Task to carry out:
Identify every line in the listing below that contains the word "green", and copy each of those lines in full.

──────── Data to process

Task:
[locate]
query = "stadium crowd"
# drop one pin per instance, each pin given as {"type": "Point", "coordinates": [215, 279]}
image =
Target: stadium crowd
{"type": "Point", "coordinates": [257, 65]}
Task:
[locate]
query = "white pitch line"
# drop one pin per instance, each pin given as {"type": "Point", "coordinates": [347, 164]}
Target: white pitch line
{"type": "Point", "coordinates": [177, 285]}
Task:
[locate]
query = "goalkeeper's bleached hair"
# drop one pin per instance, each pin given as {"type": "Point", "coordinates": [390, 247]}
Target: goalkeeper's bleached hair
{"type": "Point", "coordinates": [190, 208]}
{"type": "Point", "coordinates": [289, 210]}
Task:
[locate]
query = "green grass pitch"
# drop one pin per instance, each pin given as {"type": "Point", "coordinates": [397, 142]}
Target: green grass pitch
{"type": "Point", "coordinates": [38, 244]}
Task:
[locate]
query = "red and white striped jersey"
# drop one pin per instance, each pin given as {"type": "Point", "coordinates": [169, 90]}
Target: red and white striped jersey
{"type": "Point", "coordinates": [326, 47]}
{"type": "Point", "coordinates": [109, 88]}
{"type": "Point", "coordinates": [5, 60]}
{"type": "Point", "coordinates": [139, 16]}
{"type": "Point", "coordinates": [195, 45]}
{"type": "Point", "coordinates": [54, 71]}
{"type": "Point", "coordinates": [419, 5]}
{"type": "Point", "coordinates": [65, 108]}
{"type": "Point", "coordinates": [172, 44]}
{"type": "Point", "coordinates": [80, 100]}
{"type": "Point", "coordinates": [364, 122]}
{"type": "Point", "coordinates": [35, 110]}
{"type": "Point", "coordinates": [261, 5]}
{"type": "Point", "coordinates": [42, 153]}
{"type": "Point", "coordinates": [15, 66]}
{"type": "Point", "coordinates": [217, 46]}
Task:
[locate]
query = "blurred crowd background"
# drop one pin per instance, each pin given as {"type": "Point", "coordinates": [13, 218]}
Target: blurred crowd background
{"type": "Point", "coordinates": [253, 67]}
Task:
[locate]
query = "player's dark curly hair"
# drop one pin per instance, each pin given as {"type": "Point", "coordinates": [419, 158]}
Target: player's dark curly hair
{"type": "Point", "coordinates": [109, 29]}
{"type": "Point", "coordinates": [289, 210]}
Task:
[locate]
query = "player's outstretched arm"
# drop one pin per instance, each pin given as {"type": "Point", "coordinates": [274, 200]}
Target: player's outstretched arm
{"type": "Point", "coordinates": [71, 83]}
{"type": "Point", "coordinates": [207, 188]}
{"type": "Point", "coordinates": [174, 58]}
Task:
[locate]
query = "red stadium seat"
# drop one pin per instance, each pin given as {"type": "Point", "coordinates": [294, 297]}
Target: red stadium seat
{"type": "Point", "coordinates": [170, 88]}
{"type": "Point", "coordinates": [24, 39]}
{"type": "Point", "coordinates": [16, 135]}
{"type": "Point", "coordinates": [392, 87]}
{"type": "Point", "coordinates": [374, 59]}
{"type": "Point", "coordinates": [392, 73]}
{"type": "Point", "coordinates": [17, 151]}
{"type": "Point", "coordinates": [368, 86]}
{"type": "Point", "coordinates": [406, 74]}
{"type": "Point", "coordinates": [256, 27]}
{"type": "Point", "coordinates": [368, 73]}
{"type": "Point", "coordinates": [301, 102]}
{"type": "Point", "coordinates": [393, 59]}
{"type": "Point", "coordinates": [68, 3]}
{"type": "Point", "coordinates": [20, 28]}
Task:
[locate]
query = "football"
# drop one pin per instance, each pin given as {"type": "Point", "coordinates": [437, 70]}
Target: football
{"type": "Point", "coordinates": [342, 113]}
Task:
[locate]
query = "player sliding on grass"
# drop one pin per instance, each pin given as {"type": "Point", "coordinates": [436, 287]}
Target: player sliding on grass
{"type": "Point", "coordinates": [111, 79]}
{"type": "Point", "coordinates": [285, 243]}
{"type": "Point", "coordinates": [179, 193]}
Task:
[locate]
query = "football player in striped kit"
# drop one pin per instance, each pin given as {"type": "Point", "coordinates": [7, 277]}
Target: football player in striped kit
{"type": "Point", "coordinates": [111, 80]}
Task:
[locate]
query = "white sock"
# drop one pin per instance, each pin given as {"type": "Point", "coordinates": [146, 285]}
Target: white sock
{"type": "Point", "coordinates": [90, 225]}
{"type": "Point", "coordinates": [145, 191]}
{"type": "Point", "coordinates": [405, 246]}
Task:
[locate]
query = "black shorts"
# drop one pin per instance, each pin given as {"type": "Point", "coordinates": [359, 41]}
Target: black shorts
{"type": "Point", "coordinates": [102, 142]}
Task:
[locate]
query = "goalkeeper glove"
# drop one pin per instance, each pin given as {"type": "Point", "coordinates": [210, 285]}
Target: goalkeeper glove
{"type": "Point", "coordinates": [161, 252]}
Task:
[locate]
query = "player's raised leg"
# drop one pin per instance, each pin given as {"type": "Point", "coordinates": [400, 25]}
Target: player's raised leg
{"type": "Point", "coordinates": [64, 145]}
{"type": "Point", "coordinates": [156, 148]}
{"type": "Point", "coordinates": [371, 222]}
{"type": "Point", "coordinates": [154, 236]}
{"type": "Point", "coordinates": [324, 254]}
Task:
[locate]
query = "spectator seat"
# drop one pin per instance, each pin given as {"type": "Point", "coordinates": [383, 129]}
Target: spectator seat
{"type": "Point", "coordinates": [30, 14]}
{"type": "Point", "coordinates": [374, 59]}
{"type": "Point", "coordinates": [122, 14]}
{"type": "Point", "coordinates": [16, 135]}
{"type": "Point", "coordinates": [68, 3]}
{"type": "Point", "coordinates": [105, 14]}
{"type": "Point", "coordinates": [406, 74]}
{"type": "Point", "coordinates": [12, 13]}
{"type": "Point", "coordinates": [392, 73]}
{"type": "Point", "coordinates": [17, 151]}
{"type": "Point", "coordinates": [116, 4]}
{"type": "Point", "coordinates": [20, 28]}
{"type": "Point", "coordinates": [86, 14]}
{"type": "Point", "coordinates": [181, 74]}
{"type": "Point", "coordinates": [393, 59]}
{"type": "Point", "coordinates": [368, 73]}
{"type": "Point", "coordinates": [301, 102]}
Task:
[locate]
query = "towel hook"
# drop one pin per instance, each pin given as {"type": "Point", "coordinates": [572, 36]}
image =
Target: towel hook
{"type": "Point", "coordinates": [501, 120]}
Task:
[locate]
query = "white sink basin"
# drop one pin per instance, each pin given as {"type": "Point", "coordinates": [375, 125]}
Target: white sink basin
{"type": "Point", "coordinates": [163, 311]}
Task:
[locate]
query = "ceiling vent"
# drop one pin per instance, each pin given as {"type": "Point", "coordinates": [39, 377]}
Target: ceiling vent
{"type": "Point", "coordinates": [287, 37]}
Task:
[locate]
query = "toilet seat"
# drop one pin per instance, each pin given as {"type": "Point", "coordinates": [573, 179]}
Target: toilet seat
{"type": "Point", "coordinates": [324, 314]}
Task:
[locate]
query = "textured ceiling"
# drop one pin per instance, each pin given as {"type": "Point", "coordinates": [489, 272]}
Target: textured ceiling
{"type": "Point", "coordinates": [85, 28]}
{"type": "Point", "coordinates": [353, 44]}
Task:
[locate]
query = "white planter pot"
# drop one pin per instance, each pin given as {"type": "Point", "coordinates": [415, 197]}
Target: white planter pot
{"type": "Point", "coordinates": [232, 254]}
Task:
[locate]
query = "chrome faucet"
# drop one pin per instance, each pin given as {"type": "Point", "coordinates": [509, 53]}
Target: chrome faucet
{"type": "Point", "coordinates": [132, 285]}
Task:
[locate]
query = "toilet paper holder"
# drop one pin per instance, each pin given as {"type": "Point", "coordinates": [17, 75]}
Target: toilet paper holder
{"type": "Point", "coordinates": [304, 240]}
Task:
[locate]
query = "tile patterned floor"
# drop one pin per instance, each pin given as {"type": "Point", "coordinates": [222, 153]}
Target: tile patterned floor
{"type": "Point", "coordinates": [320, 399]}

────────────────

Complete output:
query = "green grass pitch"
Target: green grass pitch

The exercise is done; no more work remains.